## Start Records supplied

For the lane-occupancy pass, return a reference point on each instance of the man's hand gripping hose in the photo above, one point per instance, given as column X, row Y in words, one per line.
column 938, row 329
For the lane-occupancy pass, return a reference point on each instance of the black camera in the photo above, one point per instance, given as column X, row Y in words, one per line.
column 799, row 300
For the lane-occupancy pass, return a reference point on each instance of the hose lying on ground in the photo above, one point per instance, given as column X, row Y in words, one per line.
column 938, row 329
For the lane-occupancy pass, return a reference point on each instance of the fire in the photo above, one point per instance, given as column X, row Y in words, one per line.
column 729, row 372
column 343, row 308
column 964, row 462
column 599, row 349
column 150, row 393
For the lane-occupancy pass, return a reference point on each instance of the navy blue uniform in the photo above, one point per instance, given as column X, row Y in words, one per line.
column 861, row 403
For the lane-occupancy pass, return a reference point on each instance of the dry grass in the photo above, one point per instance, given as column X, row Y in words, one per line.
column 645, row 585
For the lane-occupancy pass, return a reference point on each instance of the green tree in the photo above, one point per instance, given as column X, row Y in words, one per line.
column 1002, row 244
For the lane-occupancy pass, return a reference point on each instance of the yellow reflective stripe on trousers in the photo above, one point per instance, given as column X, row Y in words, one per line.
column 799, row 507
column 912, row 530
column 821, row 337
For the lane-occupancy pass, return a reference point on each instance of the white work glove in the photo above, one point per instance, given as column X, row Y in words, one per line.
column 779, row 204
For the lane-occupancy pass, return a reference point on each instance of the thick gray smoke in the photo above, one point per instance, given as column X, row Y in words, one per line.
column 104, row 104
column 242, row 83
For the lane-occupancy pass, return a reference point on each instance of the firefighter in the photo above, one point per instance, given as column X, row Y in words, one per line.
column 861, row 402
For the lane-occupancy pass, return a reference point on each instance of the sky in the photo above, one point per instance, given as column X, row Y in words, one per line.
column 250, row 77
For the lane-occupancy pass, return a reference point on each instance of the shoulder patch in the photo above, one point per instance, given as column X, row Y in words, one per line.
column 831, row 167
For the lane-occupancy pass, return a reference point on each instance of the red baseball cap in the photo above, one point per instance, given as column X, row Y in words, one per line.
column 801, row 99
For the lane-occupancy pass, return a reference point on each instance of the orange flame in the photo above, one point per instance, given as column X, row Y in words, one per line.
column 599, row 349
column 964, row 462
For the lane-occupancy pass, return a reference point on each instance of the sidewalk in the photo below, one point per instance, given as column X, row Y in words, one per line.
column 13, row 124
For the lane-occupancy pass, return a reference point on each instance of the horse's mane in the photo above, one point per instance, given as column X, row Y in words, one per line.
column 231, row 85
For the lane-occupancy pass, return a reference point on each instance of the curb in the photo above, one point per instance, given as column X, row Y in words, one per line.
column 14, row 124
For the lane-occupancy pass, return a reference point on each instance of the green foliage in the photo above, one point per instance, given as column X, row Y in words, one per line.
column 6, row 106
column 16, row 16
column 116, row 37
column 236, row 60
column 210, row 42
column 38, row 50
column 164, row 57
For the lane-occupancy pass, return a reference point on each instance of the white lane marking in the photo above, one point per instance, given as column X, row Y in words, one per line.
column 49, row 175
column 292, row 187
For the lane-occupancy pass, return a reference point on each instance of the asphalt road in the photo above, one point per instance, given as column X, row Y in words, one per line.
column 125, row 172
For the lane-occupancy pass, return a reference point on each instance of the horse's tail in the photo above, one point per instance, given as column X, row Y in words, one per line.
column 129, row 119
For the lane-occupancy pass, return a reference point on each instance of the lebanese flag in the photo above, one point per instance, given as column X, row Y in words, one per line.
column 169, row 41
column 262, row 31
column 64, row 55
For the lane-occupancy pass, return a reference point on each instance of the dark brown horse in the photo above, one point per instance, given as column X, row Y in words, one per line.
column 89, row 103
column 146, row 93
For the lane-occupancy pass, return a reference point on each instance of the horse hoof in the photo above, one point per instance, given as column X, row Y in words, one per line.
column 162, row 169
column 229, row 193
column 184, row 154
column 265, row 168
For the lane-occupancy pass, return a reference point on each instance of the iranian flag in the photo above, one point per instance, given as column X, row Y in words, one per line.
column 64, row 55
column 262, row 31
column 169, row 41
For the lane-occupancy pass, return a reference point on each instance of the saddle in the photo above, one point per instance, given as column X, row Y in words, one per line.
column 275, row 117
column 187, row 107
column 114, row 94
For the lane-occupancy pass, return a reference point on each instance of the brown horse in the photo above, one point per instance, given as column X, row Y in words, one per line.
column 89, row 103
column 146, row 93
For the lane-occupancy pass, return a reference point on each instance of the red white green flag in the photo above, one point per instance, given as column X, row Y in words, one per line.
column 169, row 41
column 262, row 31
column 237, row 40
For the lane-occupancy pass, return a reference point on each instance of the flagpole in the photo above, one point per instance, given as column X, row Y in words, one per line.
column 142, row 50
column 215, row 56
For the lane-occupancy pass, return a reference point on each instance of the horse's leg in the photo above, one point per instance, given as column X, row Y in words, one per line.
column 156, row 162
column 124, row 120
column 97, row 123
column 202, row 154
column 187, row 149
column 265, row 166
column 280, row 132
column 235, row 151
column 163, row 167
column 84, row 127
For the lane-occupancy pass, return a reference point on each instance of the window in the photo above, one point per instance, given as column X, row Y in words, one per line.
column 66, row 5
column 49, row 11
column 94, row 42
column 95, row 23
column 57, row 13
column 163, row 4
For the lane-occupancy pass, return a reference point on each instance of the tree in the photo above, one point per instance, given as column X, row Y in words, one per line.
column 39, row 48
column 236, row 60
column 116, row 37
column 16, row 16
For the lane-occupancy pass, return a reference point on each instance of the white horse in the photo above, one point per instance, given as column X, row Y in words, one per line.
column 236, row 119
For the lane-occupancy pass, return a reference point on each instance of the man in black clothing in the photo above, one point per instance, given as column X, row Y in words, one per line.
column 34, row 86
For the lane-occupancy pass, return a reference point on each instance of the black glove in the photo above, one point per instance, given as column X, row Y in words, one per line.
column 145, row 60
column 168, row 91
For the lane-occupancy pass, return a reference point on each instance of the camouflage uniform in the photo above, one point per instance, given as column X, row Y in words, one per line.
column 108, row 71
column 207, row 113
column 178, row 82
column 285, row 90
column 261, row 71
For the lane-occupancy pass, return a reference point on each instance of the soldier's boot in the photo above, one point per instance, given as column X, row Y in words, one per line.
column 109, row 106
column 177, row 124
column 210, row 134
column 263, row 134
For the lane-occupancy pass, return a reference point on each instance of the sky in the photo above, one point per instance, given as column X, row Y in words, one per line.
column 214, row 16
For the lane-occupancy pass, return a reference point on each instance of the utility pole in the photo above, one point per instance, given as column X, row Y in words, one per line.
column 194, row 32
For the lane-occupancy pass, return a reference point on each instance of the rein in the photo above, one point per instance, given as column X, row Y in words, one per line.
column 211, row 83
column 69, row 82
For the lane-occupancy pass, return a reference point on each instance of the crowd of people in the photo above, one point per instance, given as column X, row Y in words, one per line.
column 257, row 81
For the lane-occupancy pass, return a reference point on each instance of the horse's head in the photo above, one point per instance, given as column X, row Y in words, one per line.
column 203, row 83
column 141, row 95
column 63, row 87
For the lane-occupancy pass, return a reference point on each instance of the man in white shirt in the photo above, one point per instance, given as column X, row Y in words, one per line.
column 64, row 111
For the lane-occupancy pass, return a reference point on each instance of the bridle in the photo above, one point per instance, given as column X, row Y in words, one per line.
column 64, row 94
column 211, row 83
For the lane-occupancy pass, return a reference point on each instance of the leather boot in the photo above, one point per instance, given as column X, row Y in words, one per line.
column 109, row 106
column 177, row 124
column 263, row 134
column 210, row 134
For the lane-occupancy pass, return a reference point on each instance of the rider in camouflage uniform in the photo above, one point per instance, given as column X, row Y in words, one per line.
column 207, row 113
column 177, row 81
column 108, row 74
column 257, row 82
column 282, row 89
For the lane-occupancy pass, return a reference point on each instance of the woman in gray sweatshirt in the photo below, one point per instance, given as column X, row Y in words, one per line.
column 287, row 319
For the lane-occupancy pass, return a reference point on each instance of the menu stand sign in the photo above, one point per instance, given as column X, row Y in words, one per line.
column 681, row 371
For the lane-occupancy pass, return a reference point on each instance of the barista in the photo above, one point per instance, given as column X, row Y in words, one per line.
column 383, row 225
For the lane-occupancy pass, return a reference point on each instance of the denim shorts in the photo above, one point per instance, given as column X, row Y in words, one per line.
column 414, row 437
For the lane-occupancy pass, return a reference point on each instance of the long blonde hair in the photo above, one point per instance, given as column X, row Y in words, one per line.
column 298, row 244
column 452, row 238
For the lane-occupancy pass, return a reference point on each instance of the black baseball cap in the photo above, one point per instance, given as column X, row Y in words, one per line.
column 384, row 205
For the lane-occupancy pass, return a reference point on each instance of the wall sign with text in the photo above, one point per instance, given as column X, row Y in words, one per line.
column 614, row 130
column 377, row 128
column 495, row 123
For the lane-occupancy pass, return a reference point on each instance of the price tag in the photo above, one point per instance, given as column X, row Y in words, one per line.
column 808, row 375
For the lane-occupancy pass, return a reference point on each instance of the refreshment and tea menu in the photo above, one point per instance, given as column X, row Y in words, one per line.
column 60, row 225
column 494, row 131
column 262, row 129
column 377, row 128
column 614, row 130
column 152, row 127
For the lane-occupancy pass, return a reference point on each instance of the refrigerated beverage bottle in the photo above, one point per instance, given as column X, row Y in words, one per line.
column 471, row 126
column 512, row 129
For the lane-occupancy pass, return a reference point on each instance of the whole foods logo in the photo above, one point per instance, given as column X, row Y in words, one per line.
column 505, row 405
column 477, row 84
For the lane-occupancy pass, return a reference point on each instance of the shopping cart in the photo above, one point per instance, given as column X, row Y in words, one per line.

## End Records supplied

* _Your task_
Could you rewrite the material from the line with "of the price" up to and including the line with "column 808, row 375", replacing "price tag" with "price label" and leaving everything else unchanged?

* _Correct result_
For the lane-occupancy pass, return a reference point on each instance of the price label in the photo above, one point per instance, given as column X, row Y in words, one per line.
column 808, row 375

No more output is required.